> [対象本文]

* * * *

また本実施形態ではチャージポンプ回路80は、バスBS1とバスBS2の接続がオンであるときにチャージポンプ動作を行うと共に、バスBS1とバスBS2の接続がオフであるときにもチャージポンプ動作を行う。ここでチャージポンプ動作は、連続的な動作だけではなく、間欠的な動作であってもよい。
例えば図4の期間T1において、チャージポンプ回路80がチャージポンプ動作を行い、チャージポンプ回路80の昇圧電源電圧に基づくスイッチ信号SWSがバススイッチ回路40のスイッチ素子に供給され、当該スイッチ信号SWSによりバスBS1とバスBS2の接続がオンになる。スイッチ素子がN型トランジスターである場合にはハイレベル(アクティブ)のスイッチ信号SWSがN型トランジスターのゲートに供給されてN型トランジスターがオンになる。一方、図5の期間T2のようにバスBS1とバスBS2の接続がオフであるときにも、チャージポンプ回路80がチャージポンプ動作を行い、チャージポンプ回路80の昇圧電源電圧に基づくスイッチ信号SWSがバススイッチ回路40のスイッチ素子に供給される。スイッチ素子がN型トランジスターである場合にはローレベル(非アクティブ)のスイッチ信号SWSがN型トランジスターのゲートに供給される。

* * * *

[データセットのレコード]

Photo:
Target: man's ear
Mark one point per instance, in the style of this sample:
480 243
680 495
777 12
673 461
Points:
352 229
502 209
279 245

* * * *

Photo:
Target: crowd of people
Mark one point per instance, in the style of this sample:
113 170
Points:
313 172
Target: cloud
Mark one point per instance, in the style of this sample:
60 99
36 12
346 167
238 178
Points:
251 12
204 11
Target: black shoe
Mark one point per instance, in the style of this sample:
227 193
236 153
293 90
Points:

* * * *

> [作業内容]
(1) チャージポンプ回路に関する本文のうち、「例えば図4の期間T1において」で始まる段落を、主要な事実を残したまま箇条書きにまとめてください。
(2) チャージポンプ回路に関する本文を、最後の文の後から続けて書いてください。
データセットのリストは、本文とは無関係の別資料です。

> [解答一覧]
(1)
- 図4の期間T1：チャージポンプ回路80がチャージポンプ動作を行います。その昇圧電源電圧に基づくスイッチ信号SWSがバススイッチ回路40のスイッチ素子に供給され、バスBS1とバスBS2の接続がオンになります。
- スイッチ素子がN型トランジスターの場合：ハイレベル（アクティブ）のスイッチ信号SWSがゲートに供給され、N型トランジスターがオンになります。
- 図5の期間T2（バスBS1とバスBS2の接続がオフのとき）：チャージポンプ回路80はこのときもチャージポンプ動作を行います。その昇圧電源電圧に基づくスイッチ信号SWSがスイッチ素子に供給されます。
- スイッチ素子がN型トランジスターの場合：ローレベル（非アクティブ）のスイッチ信号SWSがゲートに供給されます。

(2)
このように期間T2においてもチャージポンプ回路80がチャージポンプ動作を行うようにすれば、期間T2から期間T1に切り替わった場合にも、適切な電圧レベルのスイッチ信号SWSをバススイッチ回路40のスイッチ素子に供給できるようになる。即ち、期間T2においてチャージポンプ動作をオフにしてしまうと、期間T2から期間T1の切り替わり時にチャージポンプ動作をオフからオンに切り替えた場合に、チャージポンプ動作による昇圧電圧は直ぐには立ち上がらないため、バススイッチ回路40のスイッチ素子を適切にオフできないおそれがある。スイッチ素子がN型トランジスターである場合には、スイッチ信号SWSをハイレベルの昇圧電圧に立ち上げるのに時間を要してしまい、期間T1においてN型トランジスターを適切にオンできなくなってしまう。
この点、本実施形態では、バスBS1とバスBS2の接続がオフである期間T2においても、チャージポンプ回路80がチャージポンプ動作を行うため、期間T2から期間T1に切り替わった際に、適切な昇圧電源電圧のレベルとなるスイッチ信号SWSを、バススイッチ回路40のスイッチ素子に供給できるようになる。
またチャージポンプ回路80は、図4の期間T1において、周波数f1(第1の周波数)のクロック信号CKに基づきチャージポンプ動作を行い、図5の期間T2において、周波数f1よりも低い周波数f2(第2の周波数)のクロック信号CKに基づきチャージポンプ動作を行う。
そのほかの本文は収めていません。